→ RECORDS FOR THIS EXERCISE
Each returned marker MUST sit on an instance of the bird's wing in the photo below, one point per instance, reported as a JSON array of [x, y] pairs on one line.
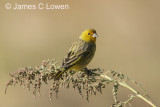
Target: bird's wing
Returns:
[[76, 52]]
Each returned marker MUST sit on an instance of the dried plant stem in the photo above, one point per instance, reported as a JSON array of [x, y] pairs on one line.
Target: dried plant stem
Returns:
[[97, 79], [122, 83]]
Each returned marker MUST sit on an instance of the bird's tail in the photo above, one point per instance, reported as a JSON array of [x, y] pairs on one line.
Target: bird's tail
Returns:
[[59, 73]]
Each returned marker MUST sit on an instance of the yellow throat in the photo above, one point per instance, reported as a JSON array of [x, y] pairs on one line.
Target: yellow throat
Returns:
[[89, 35]]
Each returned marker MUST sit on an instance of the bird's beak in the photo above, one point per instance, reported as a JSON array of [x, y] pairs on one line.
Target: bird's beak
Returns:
[[95, 35]]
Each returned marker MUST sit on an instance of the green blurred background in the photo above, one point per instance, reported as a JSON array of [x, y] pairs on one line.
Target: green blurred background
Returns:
[[128, 42]]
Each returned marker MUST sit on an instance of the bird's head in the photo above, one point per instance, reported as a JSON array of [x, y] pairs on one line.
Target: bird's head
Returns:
[[89, 35]]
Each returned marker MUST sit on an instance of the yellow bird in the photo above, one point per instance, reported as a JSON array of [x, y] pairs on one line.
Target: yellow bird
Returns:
[[80, 53]]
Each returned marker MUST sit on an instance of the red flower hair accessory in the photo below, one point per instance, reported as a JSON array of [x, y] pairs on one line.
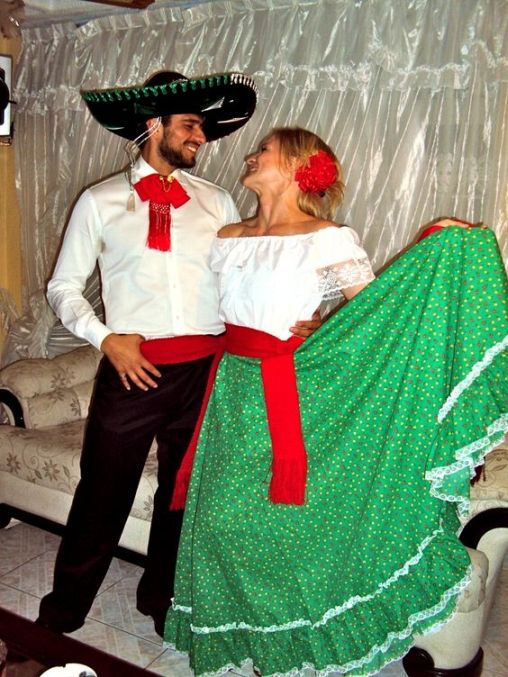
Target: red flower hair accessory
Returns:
[[318, 174]]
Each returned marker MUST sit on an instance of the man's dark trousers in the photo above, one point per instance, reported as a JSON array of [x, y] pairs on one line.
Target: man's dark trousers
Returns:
[[120, 429]]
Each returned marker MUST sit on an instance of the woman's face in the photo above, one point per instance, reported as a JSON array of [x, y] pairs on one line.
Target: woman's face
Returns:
[[264, 165]]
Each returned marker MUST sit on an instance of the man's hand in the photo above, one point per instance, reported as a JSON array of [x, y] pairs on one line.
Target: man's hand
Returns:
[[122, 350], [304, 328]]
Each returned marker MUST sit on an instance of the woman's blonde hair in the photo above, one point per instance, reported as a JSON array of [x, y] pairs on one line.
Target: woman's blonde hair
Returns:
[[301, 144]]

→ WORK TO DO
Render the part of the entries that opens with the line containing "the man's hand" and runs through the end of the entries as a numbered list, one line per item, with any blank lines left out.

→ THE ANSWER
1. Each returned marker MUST sit on an instance of the man's hand in the photo above, one point per instance, reported as a JSON array of [x, y] pairs on one line.
2. Target: man's hand
3. Returns:
4. [[122, 350], [304, 328]]
5. Each returned marker MUST sit on an instance of the woman's blonde hair in the photo above, one point per instance, reported as a JSON array of [x, y] pairs on one line.
6. Target: woman's blonde hair
7. Returns:
8. [[301, 144]]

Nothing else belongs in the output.